- _SUPPLIED TEXT_:
---------------
The Rational Side Of Mental Illness

As Lisa Bartolotti notes, some psychological disorders make people less prone to cognitive biases:

Madness and irrationality may seem inextricably related. “You are crazy!” we say, when someone tells us about their risk-taking behavior or their self-defeating actions. The International Classification of Diseases (ICD-10) and the Diagnostic and Statistical Manual of Mental Disorders (DSM-5) describe people with depression, autism, schizophrenia, dementia, and personality disorders as people who infringe norms of rationality. But not all people diagnosed with a mental disorder behave irrationally, and not all people who behave irrationally are diagnosed with a mental disorder.
---------------
- _GIVEN DATA_:
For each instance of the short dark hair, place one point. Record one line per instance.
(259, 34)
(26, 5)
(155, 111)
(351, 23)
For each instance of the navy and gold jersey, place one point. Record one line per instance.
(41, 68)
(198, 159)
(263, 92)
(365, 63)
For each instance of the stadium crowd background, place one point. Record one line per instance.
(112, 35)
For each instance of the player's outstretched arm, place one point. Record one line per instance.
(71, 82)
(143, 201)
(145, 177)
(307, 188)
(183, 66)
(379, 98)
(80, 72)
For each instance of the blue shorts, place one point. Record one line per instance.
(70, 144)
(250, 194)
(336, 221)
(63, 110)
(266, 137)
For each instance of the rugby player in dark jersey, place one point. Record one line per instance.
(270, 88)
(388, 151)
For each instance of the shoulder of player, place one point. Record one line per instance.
---------------
- _WHAT YOU NEED TO DO_:
A. List the mental disorders that the passage on the rational side of mental illness says the ICD-10 and DSM-5 associate with infringing norms of rationality.
B. Quote the passage on the rational side of mental illness between "As Lisa Bartolotti notes, some" and "a mental disorder.", inclusive.
C. Write what comes next in the passage on the rational side of mental illness.

- _OUTPUTS IN ORDER_:
A.
depression
autism
schizophrenia
dementia
personality disorders

B.
As Lisa Bartolotti notes, some psychological disorders make people less prone to cognitive biases:

Madness and irrationality may seem inextricably related. “You are crazy!” we say, when someone tells us about their risk-taking behavior or their self-defeating actions. The International Classification of Diseases (ICD-10) and the Diagnostic and Statistical Manual of Mental Disorders (DSM-5) describe people with depression, autism, schizophrenia, dementia, and personality disorders as people who infringe norms of rationality. But not all people diagnosed with a mental disorder behave irrationally, and not all people who behave irrationally are diagnosed with a mental disorder.

C.
There is evidence that people with a diagnosis of schizophrenia, depression, or autism are, in some contexts, more epistemically rational, that is, more responsive to evidence and more likely to form true beliefs, than people without any psychiatric diagnosis. People make more accurate predictions when they are depressed, because the statistically normal way to make predictions is characterized by excessive optimism. People with autism score higher in social interaction games (such as Prisoner’s Dilemma) and are more logically consistent than control participants when making decisions involving possible financial gain, by not responding to emotional contextual cues in the same way as controls. People with schizophrenia are also less vulnerable to a statistically normal but irrational tendency to gamble when faced with a certain loss.